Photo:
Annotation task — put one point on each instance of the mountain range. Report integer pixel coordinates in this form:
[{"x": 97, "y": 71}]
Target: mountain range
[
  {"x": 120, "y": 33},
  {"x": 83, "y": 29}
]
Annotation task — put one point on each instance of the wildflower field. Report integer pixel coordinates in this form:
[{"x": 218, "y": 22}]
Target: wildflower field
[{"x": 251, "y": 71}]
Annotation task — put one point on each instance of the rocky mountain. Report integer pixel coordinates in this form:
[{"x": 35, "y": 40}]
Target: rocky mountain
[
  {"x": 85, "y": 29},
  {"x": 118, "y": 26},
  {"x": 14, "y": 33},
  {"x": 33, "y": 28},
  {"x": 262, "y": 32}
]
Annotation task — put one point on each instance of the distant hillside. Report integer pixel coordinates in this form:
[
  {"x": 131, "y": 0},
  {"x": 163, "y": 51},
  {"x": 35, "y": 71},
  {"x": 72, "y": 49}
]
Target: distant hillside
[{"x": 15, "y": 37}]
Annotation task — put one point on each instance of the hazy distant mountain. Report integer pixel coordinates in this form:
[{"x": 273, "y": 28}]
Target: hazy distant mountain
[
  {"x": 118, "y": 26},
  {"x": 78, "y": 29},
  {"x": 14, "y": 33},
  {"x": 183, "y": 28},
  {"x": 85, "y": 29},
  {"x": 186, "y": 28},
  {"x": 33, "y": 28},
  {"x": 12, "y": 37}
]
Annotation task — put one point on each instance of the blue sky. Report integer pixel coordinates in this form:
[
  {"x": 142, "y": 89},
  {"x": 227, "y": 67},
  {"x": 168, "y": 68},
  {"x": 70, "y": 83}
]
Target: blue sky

*Task directions*
Retype every line of the listing above exactly.

*Complete response*
Photo:
Annotation task — put one point on each instance of the mountain range. Report integer pixel coordinates in this form:
[{"x": 97, "y": 71}]
Target: mountain range
[
  {"x": 120, "y": 33},
  {"x": 83, "y": 29}
]
Annotation task — put one point on each instance of the wildflower field. Report integer pixel coordinates in this form:
[{"x": 218, "y": 22}]
Target: wildflower field
[{"x": 251, "y": 71}]
Annotation task — put one point on each instance of the rocky mountain. Report integer pixel coordinates in this form:
[{"x": 35, "y": 40}]
Target: rocky mountain
[
  {"x": 85, "y": 29},
  {"x": 118, "y": 26},
  {"x": 14, "y": 33},
  {"x": 33, "y": 28},
  {"x": 262, "y": 32}
]
Annotation task — put one point on each instance of the distant hillside. Report integer pixel coordinates in this form:
[
  {"x": 131, "y": 0},
  {"x": 163, "y": 51},
  {"x": 35, "y": 71},
  {"x": 72, "y": 49}
]
Target: distant hillside
[{"x": 15, "y": 37}]
Annotation task — put one point on each instance of the hazy distant mountain. Report integer pixel coordinates in this form:
[{"x": 273, "y": 28}]
Target: hazy distant mountain
[
  {"x": 118, "y": 26},
  {"x": 78, "y": 29},
  {"x": 14, "y": 33},
  {"x": 183, "y": 28},
  {"x": 85, "y": 29},
  {"x": 186, "y": 28},
  {"x": 33, "y": 28},
  {"x": 12, "y": 37}
]
Annotation task — put one point on each instance of the blue sky. Report integer pixel coordinates in this form:
[
  {"x": 142, "y": 89},
  {"x": 227, "y": 67},
  {"x": 168, "y": 68},
  {"x": 70, "y": 83}
]
Target: blue sky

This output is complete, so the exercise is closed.